INSTRUCTIONS FOR THE TASK: Could you restate word for word every line from the one containing "Point to the black pants." to the end of the records, and nothing else?

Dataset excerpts

▼

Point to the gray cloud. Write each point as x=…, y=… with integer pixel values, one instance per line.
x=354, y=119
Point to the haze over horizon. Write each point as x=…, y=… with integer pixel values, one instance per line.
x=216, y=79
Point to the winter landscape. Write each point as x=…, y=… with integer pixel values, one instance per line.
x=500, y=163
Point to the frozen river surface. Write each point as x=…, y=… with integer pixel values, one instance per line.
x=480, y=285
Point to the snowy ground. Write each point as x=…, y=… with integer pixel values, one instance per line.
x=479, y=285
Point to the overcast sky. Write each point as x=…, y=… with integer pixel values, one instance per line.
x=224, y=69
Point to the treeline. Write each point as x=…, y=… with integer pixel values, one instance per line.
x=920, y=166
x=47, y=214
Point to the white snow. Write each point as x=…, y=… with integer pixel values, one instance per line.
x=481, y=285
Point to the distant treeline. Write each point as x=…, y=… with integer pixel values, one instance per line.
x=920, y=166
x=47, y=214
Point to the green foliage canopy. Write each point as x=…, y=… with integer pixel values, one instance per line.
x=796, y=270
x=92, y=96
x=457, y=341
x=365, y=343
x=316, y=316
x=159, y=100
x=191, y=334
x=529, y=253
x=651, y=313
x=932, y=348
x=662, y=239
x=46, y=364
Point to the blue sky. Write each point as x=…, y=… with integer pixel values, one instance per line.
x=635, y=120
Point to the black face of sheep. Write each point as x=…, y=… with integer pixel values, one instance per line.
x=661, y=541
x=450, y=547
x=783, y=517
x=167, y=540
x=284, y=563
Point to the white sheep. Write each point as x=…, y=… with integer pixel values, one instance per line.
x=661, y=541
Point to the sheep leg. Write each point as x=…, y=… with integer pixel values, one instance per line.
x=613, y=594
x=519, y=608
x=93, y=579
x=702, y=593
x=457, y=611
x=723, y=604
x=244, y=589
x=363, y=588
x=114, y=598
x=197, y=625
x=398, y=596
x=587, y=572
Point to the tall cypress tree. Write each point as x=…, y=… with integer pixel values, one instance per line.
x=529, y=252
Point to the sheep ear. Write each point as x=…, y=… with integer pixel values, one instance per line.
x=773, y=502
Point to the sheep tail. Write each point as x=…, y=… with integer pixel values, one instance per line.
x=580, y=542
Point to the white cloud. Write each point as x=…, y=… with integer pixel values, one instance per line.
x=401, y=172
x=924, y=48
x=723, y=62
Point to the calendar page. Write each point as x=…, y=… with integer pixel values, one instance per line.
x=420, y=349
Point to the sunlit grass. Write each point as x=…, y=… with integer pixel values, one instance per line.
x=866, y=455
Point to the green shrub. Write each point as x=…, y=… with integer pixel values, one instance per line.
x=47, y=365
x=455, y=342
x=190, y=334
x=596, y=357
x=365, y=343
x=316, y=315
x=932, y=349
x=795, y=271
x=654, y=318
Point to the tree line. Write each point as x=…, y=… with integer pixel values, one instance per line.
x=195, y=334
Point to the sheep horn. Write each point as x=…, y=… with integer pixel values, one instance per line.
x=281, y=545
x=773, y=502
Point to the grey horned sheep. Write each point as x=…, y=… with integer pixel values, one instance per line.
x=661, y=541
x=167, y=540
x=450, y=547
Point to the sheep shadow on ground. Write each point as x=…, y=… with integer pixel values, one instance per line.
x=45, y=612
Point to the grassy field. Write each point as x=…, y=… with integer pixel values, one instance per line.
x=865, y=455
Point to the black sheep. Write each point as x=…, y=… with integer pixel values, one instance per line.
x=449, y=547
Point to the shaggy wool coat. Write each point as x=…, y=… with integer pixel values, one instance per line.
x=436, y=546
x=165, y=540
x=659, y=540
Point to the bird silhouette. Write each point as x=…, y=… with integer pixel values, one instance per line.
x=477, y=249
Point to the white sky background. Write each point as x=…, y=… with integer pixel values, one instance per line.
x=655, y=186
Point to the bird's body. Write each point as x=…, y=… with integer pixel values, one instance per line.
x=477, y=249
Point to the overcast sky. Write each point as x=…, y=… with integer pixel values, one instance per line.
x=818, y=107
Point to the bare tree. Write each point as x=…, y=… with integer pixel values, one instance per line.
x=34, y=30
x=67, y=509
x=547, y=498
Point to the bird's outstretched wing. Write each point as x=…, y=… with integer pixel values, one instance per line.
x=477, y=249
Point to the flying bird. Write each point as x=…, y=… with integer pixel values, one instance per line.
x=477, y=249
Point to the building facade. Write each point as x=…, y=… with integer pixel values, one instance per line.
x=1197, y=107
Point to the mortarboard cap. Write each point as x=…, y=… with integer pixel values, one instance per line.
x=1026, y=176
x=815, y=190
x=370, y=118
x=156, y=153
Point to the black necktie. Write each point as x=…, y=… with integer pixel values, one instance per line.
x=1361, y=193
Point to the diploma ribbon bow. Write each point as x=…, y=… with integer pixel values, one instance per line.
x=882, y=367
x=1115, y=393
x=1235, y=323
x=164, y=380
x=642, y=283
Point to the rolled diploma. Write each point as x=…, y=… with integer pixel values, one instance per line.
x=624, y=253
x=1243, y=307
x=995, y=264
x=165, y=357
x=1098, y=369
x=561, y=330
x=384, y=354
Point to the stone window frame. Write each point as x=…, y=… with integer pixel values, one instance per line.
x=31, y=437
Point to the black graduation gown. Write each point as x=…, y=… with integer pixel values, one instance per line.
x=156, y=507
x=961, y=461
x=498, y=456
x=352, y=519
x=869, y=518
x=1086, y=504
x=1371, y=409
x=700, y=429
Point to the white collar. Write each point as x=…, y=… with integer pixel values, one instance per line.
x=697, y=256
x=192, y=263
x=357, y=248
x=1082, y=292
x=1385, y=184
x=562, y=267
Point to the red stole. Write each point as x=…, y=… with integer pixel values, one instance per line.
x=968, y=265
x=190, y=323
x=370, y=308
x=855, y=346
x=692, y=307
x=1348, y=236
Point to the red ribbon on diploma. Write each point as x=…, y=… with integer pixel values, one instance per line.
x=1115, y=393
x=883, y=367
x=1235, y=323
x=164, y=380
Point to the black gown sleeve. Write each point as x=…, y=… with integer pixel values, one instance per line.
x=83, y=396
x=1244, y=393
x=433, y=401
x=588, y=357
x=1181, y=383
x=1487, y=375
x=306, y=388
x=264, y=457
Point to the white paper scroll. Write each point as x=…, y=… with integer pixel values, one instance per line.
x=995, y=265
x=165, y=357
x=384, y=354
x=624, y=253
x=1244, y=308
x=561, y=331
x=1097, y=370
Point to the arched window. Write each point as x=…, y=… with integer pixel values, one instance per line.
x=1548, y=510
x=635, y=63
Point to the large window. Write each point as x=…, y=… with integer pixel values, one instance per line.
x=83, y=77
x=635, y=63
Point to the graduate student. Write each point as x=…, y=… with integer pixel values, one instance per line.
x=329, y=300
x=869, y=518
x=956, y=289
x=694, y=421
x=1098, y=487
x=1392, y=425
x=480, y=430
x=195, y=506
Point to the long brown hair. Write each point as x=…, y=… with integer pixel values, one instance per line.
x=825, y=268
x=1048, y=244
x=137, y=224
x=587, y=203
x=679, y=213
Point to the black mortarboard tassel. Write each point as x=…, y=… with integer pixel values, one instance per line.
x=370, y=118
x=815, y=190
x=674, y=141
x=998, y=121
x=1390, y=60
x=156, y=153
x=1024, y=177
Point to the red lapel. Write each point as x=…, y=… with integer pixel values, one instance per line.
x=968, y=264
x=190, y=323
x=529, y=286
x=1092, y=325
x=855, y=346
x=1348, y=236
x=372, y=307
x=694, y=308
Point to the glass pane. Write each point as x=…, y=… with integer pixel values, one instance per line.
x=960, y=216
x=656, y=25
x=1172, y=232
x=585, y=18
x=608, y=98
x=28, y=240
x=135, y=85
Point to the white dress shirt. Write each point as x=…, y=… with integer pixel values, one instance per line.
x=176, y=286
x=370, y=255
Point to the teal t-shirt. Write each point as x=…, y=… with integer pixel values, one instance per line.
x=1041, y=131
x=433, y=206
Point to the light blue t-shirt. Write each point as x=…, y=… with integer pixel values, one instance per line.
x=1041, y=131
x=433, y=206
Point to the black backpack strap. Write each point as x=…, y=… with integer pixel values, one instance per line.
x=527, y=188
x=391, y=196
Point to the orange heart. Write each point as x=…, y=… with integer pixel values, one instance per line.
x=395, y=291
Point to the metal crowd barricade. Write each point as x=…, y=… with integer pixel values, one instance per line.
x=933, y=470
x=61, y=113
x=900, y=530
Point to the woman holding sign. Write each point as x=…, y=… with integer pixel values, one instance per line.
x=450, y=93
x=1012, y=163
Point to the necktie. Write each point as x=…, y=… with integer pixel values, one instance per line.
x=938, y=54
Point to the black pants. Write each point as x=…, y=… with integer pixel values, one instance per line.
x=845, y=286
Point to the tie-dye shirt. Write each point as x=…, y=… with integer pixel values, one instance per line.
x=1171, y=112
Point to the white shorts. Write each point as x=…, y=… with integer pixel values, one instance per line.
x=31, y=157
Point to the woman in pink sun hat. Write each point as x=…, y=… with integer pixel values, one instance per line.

▲

RESULT FOR THIS TASK:
Point to the black pants. Write each point as x=…, y=… with integer pixel values, one instance per line.
x=845, y=286
Point to the tie-dye shirt. Write each point as x=…, y=… with integer pixel values, one instance per line.
x=1171, y=112
Point to the white shorts. Write each point as x=…, y=… with integer pixel values, one instance per line.
x=31, y=157
Point to the woman in pink sun hat. Write each point as x=…, y=… with integer pixel values, one instance per line.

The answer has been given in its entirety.